Exercise tasks:
1) According to the mailing list message, what may a user who says goodbye to AOL as an ISP still decide to keep AOL as?
2) Starting at the listing line that contains "of the black" and continuing through the end of the listing, repeat those lines with "lesson" replaced by "exercise" and nothing else changed.

Source text:
Interesting People mailing list archives

IP: More on Who determines who your isp should be


From: Dave Farber <farber () cis upenn edu>
Date: Mon, 30 Nov 1998 02:05:13 -0500



Date: Mon, 30 Nov 1998 00:57:07 -0500
To: farber () cis upenn edu
From: Bob Schmidt <schmidt () magicnet net>
Subject: Re: IP: Who determines who your isp should be

Dave,

IF your local telephone monopoly decided that it alone could be your
Internet service provider when you went online via your telephone wire,
you would be outraged. Yet that's precisely what your local cable-TV
monopoly insists on when it provides Net access.

It is hard to see how  anyone other than AOL stands to benefit from what
AOL wants from the cable companies.  Certainly AOL users should be able to
take advantage of competition and sign up with the cable company if they
want to. Just as they can now sign up with a local  or national ISP. In
either case the user will say goodbye to AOL as an ISP, though the user may
decide to keep AOL as a proprietary online service.

Items:
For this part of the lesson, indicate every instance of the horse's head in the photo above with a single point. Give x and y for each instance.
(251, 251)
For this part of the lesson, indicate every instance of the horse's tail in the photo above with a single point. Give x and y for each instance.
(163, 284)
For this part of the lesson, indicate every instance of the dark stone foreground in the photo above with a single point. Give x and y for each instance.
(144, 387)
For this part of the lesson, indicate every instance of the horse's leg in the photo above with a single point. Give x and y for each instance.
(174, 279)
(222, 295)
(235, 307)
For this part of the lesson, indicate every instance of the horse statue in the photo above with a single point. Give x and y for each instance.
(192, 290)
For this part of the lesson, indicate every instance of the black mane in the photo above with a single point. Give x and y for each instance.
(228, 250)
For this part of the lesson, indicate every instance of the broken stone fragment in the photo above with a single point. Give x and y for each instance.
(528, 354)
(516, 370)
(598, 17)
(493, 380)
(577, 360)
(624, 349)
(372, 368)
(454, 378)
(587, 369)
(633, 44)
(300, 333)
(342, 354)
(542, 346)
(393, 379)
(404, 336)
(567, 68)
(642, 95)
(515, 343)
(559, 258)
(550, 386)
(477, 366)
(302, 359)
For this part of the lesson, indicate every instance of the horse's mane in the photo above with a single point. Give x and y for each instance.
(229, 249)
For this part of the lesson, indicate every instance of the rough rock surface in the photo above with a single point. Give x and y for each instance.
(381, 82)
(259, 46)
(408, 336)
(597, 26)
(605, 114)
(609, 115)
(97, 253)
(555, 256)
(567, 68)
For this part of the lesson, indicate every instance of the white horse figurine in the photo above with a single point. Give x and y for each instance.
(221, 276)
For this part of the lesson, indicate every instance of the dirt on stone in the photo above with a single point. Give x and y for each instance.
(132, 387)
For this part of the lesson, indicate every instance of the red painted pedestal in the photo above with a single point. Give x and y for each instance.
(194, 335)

Answers to the exercises:
1) A proprietary online service.

2)
For this part of the exercise, indicate every instance of the black mane in the photo above with a single point. Give x and y for each instance.
(228, 250)
For this part of the exercise, indicate every instance of the broken stone fragment in the photo above with a single point. Give x and y for each instance.
(528, 354)
(516, 370)
(598, 17)
(493, 380)
(577, 360)
(624, 349)
(372, 368)
(454, 378)
(587, 369)
(633, 44)
(300, 333)
(342, 354)
(542, 346)
(393, 379)
(404, 336)
(567, 68)
(642, 95)
(515, 343)
(559, 258)
(550, 386)
(477, 366)
(302, 359)
For this part of the exercise, indicate every instance of the horse's mane in the photo above with a single point. Give x and y for each instance.
(229, 249)
For this part of the exercise, indicate every instance of the rough rock surface in the photo above with a single point. Give x and y for each instance.
(381, 82)
(259, 46)
(408, 336)
(597, 26)
(605, 114)
(609, 115)
(97, 253)
(555, 256)
(567, 68)
For this part of the exercise, indicate every instance of the white horse figurine in the photo above with a single point. Give x and y for each instance.
(221, 276)
For this part of the exercise, indicate every instance of the dirt on stone in the photo above with a single point. Give x and y for each instance.
(132, 387)
For this part of the exercise, indicate every instance of the red painted pedestal in the photo above with a single point. Give x and y for each instance.
(194, 335)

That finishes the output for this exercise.